** Opening PAGE EXTRACT block **
I was on the bus going to QA hospital and overheard a woman telling her friend there were no bees in her garden. Not true. Our garden and my allotments have never been so full of bees.
I can’t understand this because the garden is buzzing with hundreds of bees, hoverflies and a lot of butterflies I don’t know the name of .
Perhaps the best way of attracting them is to grow a wide range of different types of plants which will produce flowers for a long period of time.
There are quite a few weeds in the garden because we can’t do as many things as we used to. There was a time when I would do the weeding daily.
But back to bees…
I think the answer lies in the plants we grow. Some wild flowers are very useful to bees because the flowers produce nectar and pollen and it is always lovely to see a swathe of wild flowers.
We are most fortunate in having three different species of wild orchids including the purple marsh orchid which arrived all by itself.
** Closing PAGE EXTRACT block **
** Opening GIVEN DATA block **
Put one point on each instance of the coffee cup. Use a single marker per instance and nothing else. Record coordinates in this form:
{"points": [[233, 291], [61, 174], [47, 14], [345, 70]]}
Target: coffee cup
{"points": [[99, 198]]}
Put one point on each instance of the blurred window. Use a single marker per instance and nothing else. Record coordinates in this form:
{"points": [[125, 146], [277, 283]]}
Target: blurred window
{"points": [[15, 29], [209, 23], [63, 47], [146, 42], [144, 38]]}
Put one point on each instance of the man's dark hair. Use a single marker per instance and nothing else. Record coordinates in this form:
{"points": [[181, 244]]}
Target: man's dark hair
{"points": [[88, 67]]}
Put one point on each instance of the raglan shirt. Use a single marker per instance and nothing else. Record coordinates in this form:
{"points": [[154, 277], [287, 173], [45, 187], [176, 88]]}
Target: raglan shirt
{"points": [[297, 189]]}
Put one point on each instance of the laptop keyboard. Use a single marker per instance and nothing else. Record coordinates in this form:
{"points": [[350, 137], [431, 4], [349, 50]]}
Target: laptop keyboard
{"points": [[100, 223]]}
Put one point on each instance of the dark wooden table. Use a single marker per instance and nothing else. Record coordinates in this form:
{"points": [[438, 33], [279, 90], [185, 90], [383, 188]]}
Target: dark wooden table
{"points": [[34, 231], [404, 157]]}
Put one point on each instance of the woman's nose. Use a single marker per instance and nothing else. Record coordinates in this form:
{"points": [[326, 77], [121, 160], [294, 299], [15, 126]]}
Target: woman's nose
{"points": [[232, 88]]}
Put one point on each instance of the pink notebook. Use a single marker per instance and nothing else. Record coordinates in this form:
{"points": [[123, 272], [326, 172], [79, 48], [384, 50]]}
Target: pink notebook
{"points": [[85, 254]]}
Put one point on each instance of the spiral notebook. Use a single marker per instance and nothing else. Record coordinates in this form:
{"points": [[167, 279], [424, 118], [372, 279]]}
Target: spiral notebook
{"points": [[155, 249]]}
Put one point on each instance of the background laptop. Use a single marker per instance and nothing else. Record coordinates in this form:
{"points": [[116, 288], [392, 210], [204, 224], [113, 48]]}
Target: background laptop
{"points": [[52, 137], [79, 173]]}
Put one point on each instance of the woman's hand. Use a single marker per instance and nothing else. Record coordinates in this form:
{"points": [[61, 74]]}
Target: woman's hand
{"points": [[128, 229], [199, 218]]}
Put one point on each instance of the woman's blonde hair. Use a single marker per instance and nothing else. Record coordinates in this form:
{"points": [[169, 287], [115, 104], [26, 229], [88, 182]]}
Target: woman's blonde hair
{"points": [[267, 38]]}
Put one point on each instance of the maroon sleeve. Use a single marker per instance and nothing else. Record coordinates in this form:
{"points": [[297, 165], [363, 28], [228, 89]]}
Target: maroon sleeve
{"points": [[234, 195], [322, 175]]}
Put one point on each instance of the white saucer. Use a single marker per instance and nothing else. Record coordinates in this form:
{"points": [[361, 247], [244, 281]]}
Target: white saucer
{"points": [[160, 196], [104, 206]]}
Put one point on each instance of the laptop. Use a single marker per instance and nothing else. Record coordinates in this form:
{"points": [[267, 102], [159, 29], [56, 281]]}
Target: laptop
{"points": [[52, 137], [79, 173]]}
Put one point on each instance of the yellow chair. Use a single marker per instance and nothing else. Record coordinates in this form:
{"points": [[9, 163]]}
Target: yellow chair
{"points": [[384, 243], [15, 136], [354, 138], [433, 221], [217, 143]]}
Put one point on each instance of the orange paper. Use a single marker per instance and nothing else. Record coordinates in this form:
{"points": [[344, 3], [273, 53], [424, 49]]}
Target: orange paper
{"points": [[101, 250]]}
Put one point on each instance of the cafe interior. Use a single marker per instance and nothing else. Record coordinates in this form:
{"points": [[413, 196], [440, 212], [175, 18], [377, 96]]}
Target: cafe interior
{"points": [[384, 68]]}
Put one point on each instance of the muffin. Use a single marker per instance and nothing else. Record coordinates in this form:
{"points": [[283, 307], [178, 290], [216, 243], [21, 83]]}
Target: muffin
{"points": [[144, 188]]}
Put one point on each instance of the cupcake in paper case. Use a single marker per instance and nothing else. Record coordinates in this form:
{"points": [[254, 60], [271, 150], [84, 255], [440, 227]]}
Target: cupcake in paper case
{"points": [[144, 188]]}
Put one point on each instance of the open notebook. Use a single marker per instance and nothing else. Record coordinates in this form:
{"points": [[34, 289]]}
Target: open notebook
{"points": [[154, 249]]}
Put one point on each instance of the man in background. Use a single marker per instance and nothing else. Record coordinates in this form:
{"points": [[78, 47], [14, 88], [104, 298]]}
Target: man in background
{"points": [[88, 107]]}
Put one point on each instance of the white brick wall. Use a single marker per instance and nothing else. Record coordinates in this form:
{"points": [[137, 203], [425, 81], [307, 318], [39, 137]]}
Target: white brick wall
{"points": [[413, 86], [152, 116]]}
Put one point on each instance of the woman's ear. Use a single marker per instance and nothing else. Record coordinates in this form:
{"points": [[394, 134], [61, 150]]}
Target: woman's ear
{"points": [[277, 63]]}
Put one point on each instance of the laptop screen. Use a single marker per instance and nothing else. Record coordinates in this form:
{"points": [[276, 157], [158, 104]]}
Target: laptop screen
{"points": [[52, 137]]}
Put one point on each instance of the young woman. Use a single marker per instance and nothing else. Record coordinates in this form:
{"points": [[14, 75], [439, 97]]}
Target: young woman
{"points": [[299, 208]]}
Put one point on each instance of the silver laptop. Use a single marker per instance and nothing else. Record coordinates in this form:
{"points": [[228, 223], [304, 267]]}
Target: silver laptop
** Closing GIVEN DATA block **
** Opening GIVEN DATA block **
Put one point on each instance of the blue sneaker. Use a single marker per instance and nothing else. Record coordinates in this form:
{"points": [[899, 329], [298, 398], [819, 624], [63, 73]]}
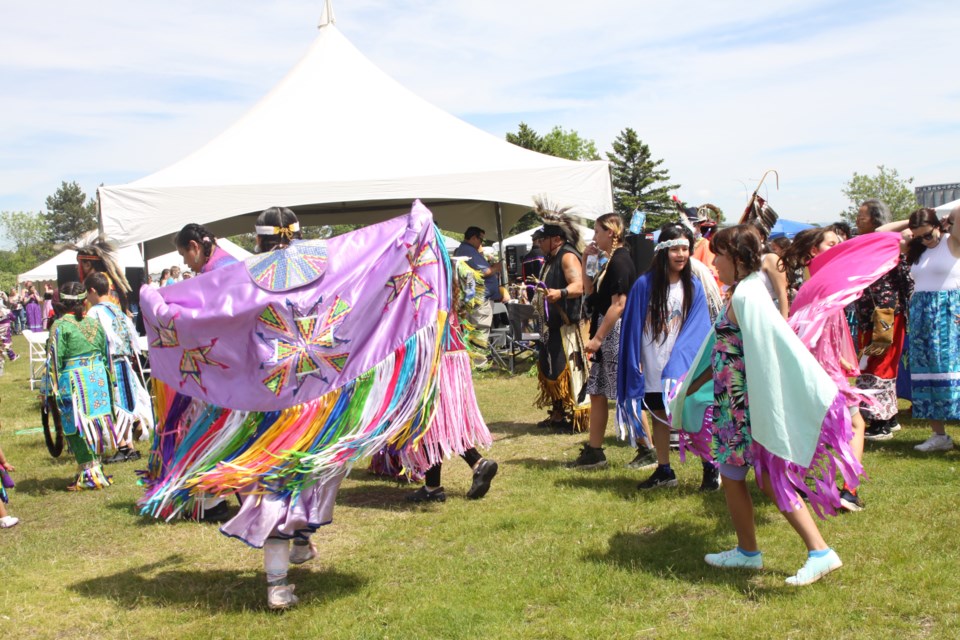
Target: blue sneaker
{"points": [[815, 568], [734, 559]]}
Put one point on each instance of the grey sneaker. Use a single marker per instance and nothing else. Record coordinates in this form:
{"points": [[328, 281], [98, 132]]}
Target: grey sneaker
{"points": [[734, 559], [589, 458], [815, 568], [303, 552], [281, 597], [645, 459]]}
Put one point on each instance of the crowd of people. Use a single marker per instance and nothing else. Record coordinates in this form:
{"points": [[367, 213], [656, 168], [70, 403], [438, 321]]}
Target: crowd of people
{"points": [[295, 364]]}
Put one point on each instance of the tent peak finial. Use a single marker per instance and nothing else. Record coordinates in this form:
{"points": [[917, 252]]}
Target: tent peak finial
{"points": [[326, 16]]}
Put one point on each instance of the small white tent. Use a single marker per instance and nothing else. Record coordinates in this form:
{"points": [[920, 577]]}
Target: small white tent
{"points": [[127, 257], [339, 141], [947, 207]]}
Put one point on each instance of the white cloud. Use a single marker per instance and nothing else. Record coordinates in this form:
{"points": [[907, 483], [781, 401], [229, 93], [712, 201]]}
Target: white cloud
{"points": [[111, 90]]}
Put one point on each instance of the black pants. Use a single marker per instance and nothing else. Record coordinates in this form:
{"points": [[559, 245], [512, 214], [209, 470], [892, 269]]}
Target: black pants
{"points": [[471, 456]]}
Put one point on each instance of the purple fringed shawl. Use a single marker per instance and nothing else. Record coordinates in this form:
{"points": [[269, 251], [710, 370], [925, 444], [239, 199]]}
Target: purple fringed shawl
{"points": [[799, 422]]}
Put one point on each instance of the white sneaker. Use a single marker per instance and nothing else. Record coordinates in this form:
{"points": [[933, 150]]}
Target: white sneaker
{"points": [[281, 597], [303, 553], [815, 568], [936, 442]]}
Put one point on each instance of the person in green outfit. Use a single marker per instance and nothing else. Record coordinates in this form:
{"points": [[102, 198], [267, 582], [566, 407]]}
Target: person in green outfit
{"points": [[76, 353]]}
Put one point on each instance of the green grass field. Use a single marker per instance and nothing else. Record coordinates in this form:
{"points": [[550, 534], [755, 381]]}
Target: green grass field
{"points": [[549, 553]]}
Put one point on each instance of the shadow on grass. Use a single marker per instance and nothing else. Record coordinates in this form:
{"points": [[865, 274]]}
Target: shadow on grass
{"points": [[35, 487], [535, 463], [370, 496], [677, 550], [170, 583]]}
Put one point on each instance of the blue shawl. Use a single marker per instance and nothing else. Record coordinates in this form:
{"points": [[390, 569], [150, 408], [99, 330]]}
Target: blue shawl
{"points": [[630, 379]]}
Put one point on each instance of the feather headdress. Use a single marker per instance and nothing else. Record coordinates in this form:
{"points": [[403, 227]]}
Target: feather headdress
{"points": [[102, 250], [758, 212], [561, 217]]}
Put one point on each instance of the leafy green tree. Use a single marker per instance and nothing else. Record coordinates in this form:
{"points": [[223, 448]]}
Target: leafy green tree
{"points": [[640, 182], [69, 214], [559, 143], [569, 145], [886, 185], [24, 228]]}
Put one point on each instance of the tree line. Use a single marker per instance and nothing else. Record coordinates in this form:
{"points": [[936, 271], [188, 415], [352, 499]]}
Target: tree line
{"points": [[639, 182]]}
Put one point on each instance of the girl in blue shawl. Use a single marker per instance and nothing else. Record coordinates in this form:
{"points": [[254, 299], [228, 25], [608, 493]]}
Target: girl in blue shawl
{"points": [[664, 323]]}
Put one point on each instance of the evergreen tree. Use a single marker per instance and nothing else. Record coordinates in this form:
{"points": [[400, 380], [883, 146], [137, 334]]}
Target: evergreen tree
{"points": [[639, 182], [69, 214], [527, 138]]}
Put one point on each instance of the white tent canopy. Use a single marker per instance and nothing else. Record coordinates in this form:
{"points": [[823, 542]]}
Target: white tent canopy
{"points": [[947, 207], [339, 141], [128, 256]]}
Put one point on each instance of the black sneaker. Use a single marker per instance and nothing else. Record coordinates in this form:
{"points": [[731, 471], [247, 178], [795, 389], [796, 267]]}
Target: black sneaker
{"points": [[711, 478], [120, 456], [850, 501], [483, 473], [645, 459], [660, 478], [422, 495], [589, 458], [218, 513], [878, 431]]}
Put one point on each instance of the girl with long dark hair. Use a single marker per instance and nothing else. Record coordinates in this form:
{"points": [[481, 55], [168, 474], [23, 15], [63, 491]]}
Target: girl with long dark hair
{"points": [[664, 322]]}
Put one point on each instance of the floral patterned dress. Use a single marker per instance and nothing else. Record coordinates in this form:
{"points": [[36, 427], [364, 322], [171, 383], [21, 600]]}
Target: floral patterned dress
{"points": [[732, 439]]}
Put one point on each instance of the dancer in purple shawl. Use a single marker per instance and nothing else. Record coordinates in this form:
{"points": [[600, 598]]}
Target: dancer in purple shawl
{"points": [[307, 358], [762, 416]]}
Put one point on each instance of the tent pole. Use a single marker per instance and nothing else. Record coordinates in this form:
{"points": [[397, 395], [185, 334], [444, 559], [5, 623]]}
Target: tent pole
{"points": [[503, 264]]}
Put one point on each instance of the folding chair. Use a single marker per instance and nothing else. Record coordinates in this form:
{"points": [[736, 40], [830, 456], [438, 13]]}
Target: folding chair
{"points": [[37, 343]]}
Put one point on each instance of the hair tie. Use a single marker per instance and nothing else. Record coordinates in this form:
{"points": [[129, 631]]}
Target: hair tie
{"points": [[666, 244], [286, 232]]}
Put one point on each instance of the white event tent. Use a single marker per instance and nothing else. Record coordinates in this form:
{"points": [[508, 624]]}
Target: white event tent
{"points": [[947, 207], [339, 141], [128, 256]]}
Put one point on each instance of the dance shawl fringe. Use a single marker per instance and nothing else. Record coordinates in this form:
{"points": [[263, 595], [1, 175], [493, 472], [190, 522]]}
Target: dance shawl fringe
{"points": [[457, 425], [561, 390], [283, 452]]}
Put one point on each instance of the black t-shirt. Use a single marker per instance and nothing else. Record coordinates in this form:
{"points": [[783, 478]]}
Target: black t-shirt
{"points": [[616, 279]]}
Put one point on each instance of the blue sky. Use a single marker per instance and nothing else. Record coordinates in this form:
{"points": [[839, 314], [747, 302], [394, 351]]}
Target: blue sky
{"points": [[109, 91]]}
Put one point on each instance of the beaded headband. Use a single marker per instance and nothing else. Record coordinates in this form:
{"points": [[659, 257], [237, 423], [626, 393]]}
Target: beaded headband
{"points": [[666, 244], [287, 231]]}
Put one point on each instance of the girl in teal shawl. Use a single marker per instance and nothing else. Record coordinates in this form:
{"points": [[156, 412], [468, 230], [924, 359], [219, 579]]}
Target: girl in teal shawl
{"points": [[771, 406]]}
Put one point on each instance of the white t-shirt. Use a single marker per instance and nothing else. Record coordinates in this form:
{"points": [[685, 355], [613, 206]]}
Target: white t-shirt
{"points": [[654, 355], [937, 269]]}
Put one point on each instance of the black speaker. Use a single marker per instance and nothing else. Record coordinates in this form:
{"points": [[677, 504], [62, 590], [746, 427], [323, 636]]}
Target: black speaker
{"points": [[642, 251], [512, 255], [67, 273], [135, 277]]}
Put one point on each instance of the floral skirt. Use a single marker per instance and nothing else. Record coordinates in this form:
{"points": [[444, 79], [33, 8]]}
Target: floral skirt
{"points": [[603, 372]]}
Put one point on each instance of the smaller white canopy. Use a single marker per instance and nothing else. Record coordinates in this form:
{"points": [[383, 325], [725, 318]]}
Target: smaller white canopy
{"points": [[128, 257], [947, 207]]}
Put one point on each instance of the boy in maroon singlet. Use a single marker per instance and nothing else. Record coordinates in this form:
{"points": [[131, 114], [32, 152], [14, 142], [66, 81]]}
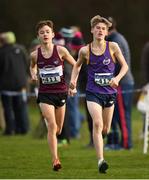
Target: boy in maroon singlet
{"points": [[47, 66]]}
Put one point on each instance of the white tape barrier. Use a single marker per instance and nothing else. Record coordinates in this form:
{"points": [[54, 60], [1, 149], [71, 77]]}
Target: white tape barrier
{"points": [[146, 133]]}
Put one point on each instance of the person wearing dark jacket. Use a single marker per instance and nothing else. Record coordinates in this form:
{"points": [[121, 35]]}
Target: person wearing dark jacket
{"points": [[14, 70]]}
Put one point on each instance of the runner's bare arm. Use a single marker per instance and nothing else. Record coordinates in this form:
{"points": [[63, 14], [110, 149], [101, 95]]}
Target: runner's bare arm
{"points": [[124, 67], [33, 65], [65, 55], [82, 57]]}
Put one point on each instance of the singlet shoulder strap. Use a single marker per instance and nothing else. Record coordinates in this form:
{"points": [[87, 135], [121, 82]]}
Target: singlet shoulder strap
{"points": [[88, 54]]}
** Closing GIVEN DATA block **
## [PROBLEM REQUIREMENTS]
Copy the text about bees in the garden word for word, from "But back to" to "all by itself.".

## [ANSWER FOR THE TASK]
But back to bees…
I think the answer lies in the plants we grow. Some wild flowers are very useful to bees because the flowers produce nectar and pollen and it is always lovely to see a swathe of wild flowers.
We are most fortunate in having three different species of wild orchids including the purple marsh orchid which arrived all by itself.